**TEXT SHOWN**
NCBS Faculty Member advises new Science Gallery Dublin exhibition

FIELD TEST: Radical Adventures in Future Farming

The Centre for Genomic Gastronomy, an artist-led think tank that examines the biotechnologies and biodiversity of human food systems has curated the latest season to open at Science Gallery Dublin. They invited Dr. Mukund Thattai, Faculty Member at National Centre for Biological Sciences, Bengaluru to advise on the development of FIELD TEST: Radical Adventures in Future Farming, an exhibition which poses a number of questions about where food comes from, how it is produced and the sustainability of current food production.
Soon faculty members of IISc, NCBS and SIADT will start working on developing the programming strategy for the new Science Gallery Bengaluru, slated to open in 2018. Modeled on the pioneering Science Gallery at Trinity College Dublin, Bengaluru can expect four seasons of curated open source exhibitions per year with collaborations between artists, designers, scientists and researcher focusing on universal themes and local experience.

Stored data
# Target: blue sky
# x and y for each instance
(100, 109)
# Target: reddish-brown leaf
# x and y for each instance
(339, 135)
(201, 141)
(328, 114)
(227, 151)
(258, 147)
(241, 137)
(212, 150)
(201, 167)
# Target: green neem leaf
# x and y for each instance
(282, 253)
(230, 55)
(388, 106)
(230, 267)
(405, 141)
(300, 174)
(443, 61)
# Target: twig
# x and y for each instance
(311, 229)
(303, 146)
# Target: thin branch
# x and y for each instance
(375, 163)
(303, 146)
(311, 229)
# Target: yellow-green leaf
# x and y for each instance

---

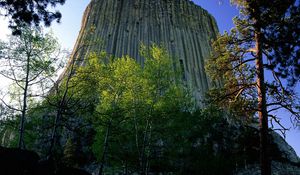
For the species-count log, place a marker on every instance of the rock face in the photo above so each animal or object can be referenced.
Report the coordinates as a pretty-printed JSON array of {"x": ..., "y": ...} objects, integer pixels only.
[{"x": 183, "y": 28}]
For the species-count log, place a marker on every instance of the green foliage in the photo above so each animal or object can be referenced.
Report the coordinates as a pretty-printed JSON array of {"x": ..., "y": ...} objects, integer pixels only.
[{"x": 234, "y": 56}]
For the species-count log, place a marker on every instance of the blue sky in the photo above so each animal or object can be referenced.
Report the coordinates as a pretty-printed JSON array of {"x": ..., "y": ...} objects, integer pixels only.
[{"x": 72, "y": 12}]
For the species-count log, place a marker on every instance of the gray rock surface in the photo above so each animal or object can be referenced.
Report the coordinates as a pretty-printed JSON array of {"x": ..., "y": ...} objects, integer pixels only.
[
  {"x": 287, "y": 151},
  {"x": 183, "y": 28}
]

**QUESTIONS**
• A. Answer these questions using the text about the Science Gallery exhibition:
(i) Which think tank curated the latest season at Science Gallery Dublin?
(ii) At which institution is Dr. Mukund Thattai a faculty member?
(iii) In what year is Science Gallery Bengaluru slated to open?
• B. Echo the part of the text about the Science Gallery exhibition starting with "Soon faculty members" and going on through "and local experience.".
Work only from the text about the Science Gallery exhibition.

**LIST OF ANSWERS**
• A.
(i) The Centre for Genomic Gastronomy
(ii) National Centre for Biological Sciences, Bengaluru
(iii) 2018

• B.
Soon faculty members of IISc, NCBS and SIADT will start working on developing the programming strategy for the new Science Gallery Bengaluru, slated to open in 2018. Modeled on the pioneering Science Gallery at Trinity College Dublin, Bengaluru can expect four seasons of curated open source exhibitions per year with collaborations between artists, designers, scientists and researcher focusing on universal themes and local experience.